## Task to carry out
Search the data for the word "tree" and copy out every line that has it.

====================

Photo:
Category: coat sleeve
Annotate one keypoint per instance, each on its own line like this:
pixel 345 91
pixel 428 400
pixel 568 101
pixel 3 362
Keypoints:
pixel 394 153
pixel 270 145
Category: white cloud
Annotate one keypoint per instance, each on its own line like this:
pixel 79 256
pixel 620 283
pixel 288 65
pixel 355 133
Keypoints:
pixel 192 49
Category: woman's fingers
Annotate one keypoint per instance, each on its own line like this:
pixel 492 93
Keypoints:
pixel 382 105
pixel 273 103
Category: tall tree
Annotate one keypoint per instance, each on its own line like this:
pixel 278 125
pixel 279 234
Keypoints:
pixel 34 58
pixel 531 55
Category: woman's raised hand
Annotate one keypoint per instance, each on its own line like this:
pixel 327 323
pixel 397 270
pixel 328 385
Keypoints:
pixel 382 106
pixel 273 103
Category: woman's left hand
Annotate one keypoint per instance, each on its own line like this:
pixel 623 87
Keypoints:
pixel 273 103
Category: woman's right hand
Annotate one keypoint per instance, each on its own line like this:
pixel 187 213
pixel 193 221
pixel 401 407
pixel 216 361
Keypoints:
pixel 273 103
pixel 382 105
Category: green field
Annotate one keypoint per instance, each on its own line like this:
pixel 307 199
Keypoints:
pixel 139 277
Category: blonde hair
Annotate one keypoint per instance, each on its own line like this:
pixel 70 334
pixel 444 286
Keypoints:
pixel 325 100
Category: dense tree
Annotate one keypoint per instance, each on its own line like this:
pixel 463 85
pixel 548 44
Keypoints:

====================

## Answer box
Category: tall tree
Category: dense tree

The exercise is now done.